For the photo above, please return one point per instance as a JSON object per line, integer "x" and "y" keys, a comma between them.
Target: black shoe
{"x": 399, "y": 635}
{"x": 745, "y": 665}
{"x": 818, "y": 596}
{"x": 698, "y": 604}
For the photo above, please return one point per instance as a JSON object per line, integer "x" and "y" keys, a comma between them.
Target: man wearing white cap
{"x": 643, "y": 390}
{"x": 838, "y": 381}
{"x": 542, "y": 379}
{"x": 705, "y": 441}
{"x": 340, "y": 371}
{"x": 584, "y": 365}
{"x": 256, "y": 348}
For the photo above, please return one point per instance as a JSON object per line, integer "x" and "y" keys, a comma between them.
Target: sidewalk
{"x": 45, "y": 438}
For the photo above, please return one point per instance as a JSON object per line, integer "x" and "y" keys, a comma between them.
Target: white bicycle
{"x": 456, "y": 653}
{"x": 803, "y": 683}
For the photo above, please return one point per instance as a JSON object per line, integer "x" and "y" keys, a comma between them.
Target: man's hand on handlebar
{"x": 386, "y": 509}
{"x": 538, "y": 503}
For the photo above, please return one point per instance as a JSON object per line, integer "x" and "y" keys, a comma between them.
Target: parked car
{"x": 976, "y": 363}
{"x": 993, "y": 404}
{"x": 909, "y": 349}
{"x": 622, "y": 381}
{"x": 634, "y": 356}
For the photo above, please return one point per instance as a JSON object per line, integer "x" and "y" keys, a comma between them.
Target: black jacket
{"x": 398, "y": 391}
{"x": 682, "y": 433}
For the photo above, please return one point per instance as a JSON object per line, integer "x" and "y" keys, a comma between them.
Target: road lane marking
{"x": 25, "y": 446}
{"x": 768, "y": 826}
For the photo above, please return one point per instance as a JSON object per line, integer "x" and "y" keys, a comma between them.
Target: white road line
==============================
• Prompt
A word-for-word transcription of the material is required.

• Answer space
For the photo above, please return one point per instance as a JSON object per line, integer "x" and "y" keys, a comma between them.
Target: black shoe
{"x": 399, "y": 635}
{"x": 745, "y": 665}
{"x": 818, "y": 596}
{"x": 698, "y": 604}
For the photo above, please return one point per instance as a JSON object per line, integer "x" and "y" keys, a comma between them.
Target: man wearing white cap
{"x": 643, "y": 390}
{"x": 838, "y": 381}
{"x": 542, "y": 379}
{"x": 705, "y": 441}
{"x": 340, "y": 371}
{"x": 584, "y": 365}
{"x": 256, "y": 348}
For the photo above, please return one point per instance as a JSON object per line, integer "x" and "y" keys, a comma between them.
Target: sidewalk
{"x": 45, "y": 438}
For the photo above, please return one point per instance as a JSON object per line, integer "x" and "y" keys, a comma between them.
Target: white bicycle
{"x": 456, "y": 653}
{"x": 803, "y": 683}
For the photo above, please return one point per instance as a JSON object per line, integer "x" and "y" keys, a comma between them.
Target: man's hand on handlebar
{"x": 386, "y": 509}
{"x": 538, "y": 503}
For the photo above, please return one point per instance as a JSON object per line, integer "x" and "y" keys, a comma between them.
Target: parked car
{"x": 976, "y": 363}
{"x": 993, "y": 404}
{"x": 909, "y": 349}
{"x": 622, "y": 381}
{"x": 634, "y": 356}
For the photo above, please return one point per instance as a JSON object per line, integer "x" and "y" keys, a comma between them.
Target: black jacket
{"x": 398, "y": 391}
{"x": 682, "y": 433}
For the photo above, please return one point per instance as a JSON object per line, integer "x" and "y" keys, a comma between them.
Target: road lane marking
{"x": 25, "y": 446}
{"x": 768, "y": 826}
For the photo above, please return one point per instance as a JSON object per line, integer "x" and "y" keys, a comma between them.
Target: white road line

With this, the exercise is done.